Filter the entries below, keeping only lines with "door".

### Exercise data
◇ ◇ ◇ ◇ ◇

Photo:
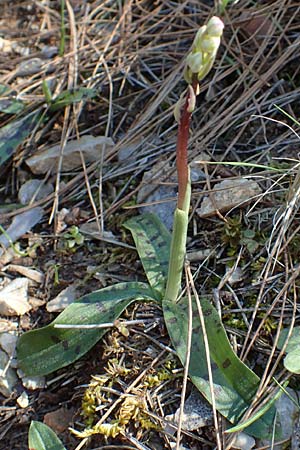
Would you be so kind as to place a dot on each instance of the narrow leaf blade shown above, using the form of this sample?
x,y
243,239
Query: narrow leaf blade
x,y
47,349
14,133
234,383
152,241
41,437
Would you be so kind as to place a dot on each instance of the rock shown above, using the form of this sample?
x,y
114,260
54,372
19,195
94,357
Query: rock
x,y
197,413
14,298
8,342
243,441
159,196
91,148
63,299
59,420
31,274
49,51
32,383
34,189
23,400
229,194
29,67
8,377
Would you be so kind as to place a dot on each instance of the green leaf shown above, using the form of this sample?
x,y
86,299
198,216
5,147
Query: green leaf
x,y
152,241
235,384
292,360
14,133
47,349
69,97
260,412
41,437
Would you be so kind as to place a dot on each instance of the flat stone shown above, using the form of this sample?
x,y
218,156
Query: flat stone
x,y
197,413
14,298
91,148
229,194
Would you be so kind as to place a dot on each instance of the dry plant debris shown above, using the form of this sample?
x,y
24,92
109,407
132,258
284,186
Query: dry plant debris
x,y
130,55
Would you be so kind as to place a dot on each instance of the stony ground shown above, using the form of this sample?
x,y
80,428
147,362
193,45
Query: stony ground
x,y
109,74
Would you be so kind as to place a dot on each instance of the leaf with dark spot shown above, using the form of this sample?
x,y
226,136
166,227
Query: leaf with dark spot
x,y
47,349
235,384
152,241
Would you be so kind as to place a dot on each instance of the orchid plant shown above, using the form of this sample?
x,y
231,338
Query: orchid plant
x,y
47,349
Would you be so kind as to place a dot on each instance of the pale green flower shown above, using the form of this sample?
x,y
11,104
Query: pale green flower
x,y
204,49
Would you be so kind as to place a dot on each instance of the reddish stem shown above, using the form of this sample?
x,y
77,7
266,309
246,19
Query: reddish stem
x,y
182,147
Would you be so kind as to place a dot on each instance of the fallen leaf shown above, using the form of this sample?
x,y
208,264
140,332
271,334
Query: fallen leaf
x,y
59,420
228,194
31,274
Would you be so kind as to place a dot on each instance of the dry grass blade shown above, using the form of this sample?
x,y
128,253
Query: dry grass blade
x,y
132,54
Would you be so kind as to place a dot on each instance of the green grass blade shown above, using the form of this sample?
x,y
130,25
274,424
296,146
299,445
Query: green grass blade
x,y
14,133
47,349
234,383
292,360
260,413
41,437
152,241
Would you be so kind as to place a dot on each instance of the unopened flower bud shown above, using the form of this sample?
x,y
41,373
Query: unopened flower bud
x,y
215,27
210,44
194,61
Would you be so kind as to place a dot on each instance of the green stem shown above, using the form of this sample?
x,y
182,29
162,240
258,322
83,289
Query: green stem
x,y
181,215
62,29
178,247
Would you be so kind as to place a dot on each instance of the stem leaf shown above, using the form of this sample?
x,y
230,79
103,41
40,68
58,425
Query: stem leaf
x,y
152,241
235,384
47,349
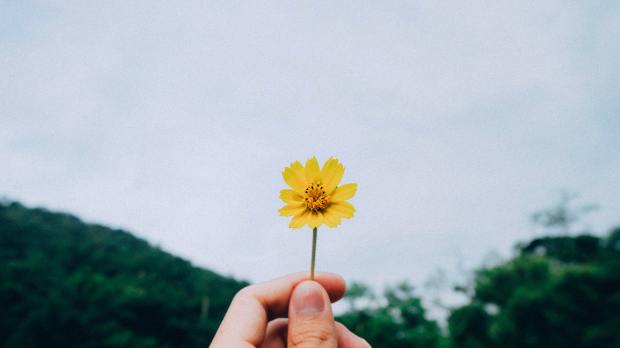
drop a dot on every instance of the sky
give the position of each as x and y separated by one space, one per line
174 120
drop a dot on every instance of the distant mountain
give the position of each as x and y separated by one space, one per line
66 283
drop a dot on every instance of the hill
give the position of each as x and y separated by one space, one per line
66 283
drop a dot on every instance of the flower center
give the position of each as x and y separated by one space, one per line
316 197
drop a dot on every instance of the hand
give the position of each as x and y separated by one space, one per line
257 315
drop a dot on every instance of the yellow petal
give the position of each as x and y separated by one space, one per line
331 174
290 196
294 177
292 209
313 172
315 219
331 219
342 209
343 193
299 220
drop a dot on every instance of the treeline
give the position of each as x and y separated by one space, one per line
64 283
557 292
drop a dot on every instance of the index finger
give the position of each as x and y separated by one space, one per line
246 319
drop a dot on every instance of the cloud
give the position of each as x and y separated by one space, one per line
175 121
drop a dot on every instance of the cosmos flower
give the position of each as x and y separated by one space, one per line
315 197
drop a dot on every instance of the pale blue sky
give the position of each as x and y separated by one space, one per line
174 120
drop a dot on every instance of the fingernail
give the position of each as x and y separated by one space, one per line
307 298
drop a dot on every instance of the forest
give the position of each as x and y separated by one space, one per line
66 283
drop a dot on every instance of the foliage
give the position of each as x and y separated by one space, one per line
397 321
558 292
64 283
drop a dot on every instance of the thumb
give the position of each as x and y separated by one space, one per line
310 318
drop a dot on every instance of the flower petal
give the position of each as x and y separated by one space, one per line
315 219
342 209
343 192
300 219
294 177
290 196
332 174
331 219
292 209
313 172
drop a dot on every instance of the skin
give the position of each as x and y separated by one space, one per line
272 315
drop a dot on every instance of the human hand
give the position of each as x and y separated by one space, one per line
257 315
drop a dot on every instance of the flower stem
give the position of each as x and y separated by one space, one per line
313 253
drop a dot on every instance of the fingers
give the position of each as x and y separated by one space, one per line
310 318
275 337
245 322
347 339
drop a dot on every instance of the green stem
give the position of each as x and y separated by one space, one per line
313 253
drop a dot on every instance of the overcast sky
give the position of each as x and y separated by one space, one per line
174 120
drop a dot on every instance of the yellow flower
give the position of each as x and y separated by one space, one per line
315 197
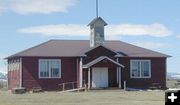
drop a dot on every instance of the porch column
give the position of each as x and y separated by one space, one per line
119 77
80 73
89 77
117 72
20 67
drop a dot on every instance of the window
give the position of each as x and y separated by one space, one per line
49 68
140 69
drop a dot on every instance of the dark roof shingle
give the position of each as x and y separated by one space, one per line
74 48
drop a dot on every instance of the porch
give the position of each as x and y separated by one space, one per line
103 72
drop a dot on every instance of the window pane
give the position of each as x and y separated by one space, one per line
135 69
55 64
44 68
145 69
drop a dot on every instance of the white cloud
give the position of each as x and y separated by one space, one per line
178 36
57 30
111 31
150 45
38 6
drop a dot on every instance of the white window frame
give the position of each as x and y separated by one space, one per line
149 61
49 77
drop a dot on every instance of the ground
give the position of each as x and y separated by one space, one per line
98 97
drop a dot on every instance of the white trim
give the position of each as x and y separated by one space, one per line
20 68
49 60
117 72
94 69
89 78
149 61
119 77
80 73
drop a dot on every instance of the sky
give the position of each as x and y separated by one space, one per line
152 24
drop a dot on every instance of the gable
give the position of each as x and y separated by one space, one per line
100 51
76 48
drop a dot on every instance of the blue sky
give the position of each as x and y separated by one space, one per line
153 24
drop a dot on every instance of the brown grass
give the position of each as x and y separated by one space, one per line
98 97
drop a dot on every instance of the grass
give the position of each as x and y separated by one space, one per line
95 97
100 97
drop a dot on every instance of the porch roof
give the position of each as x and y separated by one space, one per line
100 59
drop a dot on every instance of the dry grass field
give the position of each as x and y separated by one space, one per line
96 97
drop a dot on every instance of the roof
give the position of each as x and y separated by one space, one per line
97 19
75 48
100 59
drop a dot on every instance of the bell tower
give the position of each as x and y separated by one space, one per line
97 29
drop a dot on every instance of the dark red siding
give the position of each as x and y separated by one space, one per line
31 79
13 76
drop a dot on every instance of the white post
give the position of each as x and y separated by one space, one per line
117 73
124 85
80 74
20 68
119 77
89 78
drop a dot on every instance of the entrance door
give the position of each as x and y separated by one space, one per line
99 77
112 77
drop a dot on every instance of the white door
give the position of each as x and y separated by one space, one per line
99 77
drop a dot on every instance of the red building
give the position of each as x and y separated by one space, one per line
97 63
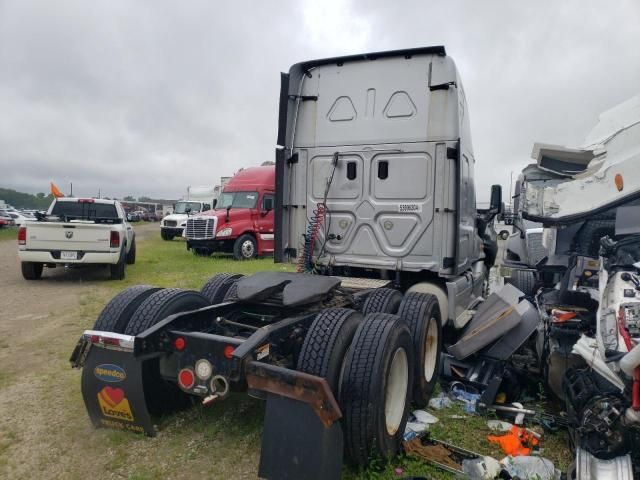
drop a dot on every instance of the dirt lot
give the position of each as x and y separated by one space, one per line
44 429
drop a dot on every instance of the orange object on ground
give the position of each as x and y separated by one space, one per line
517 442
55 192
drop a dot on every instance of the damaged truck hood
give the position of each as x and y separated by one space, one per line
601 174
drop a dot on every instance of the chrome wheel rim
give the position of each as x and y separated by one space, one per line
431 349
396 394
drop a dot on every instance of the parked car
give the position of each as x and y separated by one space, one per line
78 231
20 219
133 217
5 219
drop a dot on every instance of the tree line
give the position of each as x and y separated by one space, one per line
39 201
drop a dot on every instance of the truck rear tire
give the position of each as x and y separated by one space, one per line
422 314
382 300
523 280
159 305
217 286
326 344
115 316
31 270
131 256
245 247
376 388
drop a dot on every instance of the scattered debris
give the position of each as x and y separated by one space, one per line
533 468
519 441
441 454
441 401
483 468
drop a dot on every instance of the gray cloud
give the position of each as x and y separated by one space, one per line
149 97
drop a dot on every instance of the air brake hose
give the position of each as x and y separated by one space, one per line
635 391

◇ ◇ ◇ ◇ ◇

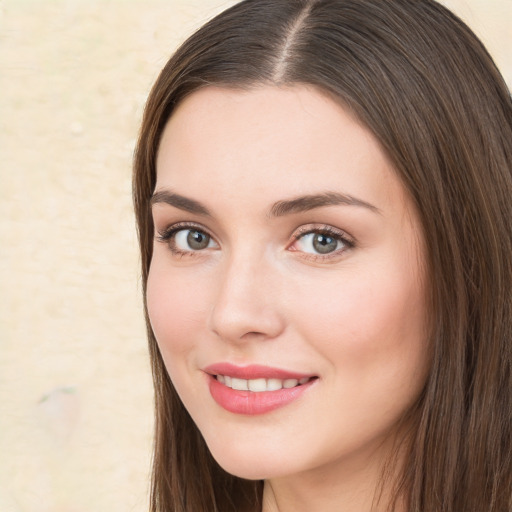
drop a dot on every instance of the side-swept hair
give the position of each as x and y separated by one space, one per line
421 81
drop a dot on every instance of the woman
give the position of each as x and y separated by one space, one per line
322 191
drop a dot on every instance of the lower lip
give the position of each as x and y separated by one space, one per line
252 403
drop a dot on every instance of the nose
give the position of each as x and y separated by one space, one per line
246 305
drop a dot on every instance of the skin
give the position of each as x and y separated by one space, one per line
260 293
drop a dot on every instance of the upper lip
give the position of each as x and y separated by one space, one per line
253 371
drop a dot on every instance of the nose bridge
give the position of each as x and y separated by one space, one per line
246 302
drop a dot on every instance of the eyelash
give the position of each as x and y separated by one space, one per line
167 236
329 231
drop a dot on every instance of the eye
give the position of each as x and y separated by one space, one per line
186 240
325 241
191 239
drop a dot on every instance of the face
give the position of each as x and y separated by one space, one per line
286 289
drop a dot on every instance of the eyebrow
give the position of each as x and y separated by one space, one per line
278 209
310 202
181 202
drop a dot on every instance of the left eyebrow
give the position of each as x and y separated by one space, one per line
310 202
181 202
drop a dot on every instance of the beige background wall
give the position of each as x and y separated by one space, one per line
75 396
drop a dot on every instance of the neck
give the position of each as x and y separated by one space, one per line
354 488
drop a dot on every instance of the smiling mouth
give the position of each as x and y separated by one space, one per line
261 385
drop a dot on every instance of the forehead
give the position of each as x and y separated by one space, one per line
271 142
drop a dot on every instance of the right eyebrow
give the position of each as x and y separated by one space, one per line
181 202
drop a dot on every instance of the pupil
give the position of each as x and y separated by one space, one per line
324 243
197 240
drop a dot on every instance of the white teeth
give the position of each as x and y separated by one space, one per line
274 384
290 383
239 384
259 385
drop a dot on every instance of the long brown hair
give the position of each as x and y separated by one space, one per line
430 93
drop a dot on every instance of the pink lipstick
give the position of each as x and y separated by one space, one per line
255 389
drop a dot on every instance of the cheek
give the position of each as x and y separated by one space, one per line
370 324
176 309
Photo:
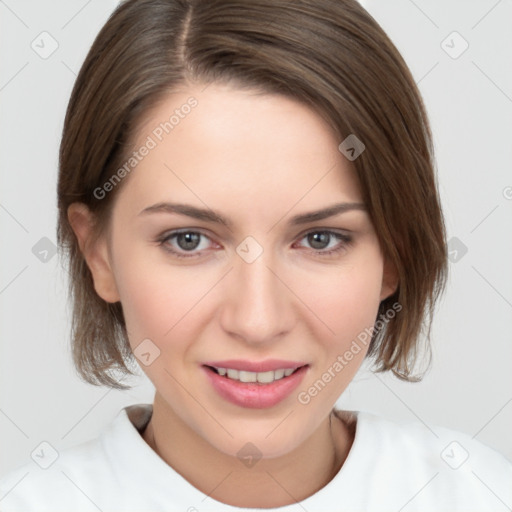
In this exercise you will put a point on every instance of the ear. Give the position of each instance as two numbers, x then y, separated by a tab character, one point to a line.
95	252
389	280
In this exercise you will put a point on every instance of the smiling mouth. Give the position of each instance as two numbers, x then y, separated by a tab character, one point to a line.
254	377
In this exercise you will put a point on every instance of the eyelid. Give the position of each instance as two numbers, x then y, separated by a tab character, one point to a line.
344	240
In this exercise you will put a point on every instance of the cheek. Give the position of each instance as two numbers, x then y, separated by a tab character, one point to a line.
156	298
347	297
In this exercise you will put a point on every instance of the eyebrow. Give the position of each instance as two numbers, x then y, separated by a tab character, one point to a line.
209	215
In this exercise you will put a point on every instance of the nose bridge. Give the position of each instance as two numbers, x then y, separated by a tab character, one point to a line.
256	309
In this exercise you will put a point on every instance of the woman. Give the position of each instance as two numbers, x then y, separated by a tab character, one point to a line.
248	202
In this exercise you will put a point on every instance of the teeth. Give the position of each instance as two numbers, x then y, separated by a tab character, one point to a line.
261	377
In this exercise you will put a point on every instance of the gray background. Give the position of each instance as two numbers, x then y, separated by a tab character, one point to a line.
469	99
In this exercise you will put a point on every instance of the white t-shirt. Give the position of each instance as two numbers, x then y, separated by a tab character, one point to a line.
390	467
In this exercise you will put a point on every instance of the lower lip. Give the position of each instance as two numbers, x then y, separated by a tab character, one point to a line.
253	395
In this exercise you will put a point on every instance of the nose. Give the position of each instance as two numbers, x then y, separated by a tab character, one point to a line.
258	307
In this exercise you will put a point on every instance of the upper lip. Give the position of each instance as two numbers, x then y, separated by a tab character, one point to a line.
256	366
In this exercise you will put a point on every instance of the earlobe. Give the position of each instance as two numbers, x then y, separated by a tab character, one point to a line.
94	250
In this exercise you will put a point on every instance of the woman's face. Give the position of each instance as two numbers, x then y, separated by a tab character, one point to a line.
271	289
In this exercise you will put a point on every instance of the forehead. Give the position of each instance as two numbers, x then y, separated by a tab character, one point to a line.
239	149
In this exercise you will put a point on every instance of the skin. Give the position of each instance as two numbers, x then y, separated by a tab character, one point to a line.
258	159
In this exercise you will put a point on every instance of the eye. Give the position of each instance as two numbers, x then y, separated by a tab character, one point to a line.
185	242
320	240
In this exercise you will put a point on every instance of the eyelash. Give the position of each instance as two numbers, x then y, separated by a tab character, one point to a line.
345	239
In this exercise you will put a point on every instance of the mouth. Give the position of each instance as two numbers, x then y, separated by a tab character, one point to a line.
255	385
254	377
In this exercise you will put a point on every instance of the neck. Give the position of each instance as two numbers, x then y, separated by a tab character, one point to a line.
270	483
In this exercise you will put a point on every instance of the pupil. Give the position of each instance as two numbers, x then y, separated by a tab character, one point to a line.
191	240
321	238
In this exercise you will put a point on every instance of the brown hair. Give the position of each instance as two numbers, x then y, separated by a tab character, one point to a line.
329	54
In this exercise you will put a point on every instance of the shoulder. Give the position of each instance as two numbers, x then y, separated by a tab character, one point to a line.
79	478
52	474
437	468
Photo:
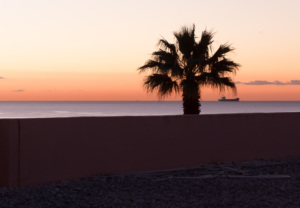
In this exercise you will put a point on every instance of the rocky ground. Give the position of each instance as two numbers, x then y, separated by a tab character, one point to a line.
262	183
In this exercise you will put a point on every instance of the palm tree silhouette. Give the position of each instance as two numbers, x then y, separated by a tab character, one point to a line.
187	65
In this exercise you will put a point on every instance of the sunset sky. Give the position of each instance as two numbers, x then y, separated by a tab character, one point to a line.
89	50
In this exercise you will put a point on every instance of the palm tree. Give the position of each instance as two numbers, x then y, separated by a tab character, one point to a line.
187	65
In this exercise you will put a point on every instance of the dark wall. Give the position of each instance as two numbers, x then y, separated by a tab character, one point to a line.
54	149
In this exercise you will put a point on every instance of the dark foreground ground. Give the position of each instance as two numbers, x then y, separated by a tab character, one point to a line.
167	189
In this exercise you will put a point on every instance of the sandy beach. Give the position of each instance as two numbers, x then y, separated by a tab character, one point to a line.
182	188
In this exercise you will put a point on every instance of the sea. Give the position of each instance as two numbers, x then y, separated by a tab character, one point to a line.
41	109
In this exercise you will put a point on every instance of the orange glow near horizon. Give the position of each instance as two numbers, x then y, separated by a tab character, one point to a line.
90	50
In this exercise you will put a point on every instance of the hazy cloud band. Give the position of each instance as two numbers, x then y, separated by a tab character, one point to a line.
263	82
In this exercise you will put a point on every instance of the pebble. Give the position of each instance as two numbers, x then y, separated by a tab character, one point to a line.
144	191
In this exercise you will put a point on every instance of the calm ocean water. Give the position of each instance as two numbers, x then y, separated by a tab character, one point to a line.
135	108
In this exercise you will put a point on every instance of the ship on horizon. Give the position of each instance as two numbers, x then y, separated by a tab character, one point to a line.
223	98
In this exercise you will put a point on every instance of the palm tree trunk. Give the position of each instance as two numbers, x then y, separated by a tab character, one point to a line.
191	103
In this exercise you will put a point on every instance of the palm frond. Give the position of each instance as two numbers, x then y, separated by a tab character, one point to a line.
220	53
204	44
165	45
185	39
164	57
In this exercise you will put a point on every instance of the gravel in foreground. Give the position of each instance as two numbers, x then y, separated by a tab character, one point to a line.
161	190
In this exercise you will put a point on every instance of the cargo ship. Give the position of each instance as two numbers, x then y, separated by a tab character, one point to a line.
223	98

◇ ◇ ◇ ◇ ◇

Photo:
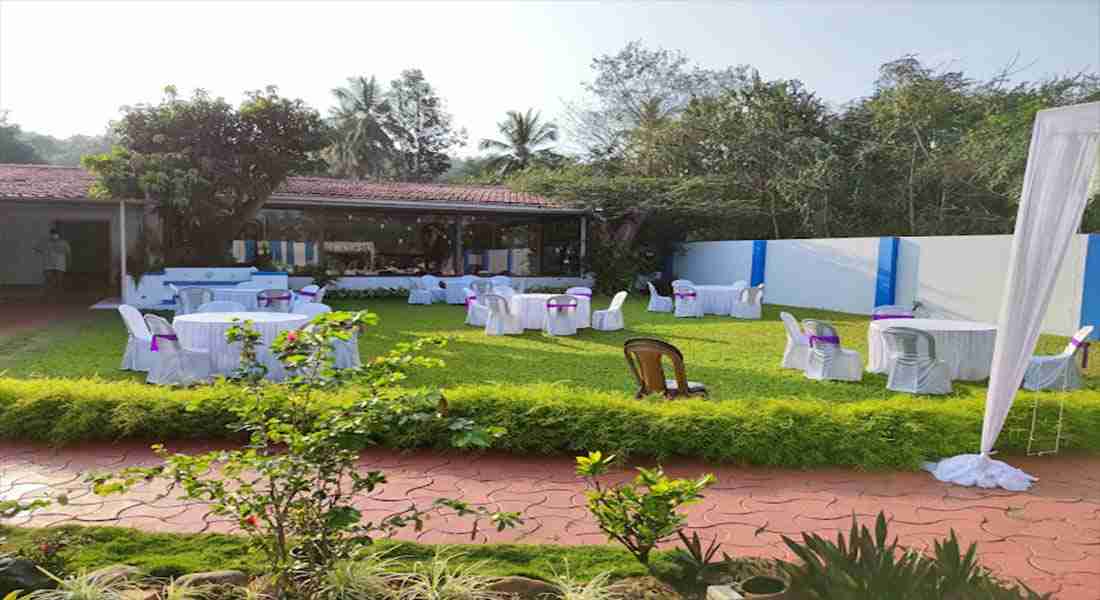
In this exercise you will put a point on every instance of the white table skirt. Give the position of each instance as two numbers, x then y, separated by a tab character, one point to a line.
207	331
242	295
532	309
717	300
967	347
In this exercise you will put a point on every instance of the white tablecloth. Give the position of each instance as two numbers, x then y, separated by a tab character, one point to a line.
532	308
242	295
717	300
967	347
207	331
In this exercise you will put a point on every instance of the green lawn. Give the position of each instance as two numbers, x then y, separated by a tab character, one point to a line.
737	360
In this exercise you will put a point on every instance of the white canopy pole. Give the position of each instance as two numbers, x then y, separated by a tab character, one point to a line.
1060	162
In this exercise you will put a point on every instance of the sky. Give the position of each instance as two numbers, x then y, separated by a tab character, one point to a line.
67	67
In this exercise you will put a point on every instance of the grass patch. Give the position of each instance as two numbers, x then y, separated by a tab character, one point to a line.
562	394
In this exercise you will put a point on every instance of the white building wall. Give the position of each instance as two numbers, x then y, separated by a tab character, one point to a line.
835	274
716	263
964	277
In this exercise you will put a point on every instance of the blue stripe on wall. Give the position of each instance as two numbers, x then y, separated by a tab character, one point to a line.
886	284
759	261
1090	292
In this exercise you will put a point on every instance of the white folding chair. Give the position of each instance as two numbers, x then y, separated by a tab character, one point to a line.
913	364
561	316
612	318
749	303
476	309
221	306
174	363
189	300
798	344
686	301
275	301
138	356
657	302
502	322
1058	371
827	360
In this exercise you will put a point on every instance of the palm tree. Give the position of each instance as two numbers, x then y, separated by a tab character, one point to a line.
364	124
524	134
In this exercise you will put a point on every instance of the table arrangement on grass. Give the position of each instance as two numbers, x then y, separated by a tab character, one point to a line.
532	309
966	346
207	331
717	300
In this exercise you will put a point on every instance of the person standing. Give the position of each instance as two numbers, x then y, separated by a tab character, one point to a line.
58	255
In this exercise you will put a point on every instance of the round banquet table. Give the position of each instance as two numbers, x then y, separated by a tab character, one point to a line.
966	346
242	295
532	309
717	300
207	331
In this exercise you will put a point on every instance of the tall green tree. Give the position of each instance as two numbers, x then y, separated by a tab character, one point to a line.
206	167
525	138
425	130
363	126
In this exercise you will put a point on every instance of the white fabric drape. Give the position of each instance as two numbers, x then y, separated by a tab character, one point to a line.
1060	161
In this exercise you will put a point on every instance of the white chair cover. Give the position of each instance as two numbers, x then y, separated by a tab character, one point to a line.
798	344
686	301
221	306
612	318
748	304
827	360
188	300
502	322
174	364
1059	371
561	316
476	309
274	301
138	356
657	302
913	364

◇ ◇ ◇ ◇ ◇

### Exercise response
drop a dot on every instance of the entrance door
drop a dot on every instance of the white door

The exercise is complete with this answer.